What to do:
All of the data below is to be written out again exactly.

[Region pointing data]
══════════════════════════════

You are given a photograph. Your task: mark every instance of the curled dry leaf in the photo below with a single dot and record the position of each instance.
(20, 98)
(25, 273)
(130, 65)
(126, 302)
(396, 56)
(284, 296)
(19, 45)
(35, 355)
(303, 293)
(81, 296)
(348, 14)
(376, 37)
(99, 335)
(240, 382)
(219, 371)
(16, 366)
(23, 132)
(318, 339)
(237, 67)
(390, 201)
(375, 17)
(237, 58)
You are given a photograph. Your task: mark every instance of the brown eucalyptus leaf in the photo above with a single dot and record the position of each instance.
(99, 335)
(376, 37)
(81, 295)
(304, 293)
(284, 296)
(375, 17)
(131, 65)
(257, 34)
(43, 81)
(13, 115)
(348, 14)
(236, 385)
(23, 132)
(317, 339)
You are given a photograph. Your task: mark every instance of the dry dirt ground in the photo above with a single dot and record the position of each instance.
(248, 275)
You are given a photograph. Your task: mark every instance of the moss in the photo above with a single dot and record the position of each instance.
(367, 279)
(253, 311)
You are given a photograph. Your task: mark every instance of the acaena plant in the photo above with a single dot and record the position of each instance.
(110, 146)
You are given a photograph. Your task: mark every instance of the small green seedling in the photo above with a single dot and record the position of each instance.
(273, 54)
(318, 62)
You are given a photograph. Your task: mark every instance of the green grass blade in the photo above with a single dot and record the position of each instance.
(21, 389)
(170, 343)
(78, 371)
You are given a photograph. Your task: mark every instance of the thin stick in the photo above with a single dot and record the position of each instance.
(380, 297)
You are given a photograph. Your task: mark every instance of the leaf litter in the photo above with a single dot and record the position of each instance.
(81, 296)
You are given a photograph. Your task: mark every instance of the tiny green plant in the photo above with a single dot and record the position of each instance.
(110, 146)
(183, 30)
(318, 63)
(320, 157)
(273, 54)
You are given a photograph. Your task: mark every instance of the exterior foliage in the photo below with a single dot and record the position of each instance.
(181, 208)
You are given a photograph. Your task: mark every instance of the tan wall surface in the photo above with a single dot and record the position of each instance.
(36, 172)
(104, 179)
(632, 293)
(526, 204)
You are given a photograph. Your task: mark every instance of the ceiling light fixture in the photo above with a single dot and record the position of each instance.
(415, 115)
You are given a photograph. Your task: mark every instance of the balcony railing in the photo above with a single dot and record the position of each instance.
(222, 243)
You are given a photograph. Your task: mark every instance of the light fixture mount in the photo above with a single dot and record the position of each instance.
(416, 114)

══════════════════════════════

Exercise solution:
You are given a photograph. Your task: mark every instance of the curled dry leaf in the photo below with a single dot and record the position of each instance.
(20, 98)
(25, 273)
(130, 65)
(126, 302)
(396, 56)
(284, 296)
(19, 45)
(35, 355)
(303, 293)
(81, 296)
(348, 14)
(376, 37)
(99, 335)
(240, 382)
(219, 371)
(16, 366)
(23, 132)
(318, 339)
(237, 67)
(390, 201)
(375, 17)
(237, 58)
You are given a photograph. Your task: mark every instance of the brown eucalyptus leaf in the photo above with a single dot and record the position of each instance.
(99, 335)
(376, 37)
(81, 295)
(304, 293)
(284, 296)
(375, 17)
(131, 65)
(257, 34)
(43, 81)
(13, 115)
(348, 14)
(236, 385)
(23, 132)
(317, 339)
You are given a photograph. Your task: mark every instance of the dry dirt ground in the photo above with a single dot and record the position of each instance.
(248, 275)
You are given a photograph. Your task: mark every instance of the moss in the photo above with a single dot and record the position of each instance.
(367, 279)
(253, 311)
You are given a photograph. Your task: mark every instance of the acaena plant in the photo above with a single dot and record the position of each instance.
(110, 146)
You are given a photograph. Your task: mark every instance of the small green seedling in the photo above with a single dot and record the position of each instance.
(273, 54)
(318, 62)
You are given a photograph. Your task: mark every instance of the green grass blade in the photo above with a single dot and record the position of each instance.
(21, 389)
(170, 343)
(78, 371)
You are given a photograph. Your task: mark every instance of the thin stick in the photo above with a single dot and record the position of each instance.
(380, 297)
You are given a photograph. Your task: mark every instance of the leaf litter in the photo above with a single dot and record the position of each instance.
(81, 296)
You are given a photograph. Your task: mark every instance of the tiny green plant in the photo above with a single dot and record the position of each instance.
(110, 146)
(183, 30)
(318, 63)
(320, 157)
(273, 54)
You are given a photograph. Your task: mark every instance of the exterior foliage in the photo below with a single dot and record the position of each instance.
(181, 208)
You are given a photograph. Your task: mark every instance of the tan wall surface in the photo above with a single dot and record the position of each instance.
(36, 172)
(104, 179)
(632, 293)
(526, 204)
You are given a photograph. Your task: mark every instance of the ceiling light fixture in the photo above with a single dot and record the position of each instance.
(415, 115)
You are given a photograph. Your task: mark every instance of the balcony railing in the photo above with a single dot and record the position of each instance.
(222, 243)
You are given a photograph. Your task: mark every instance of the light fixture mount in the photo above with a single dot and record the position of each instance.
(416, 114)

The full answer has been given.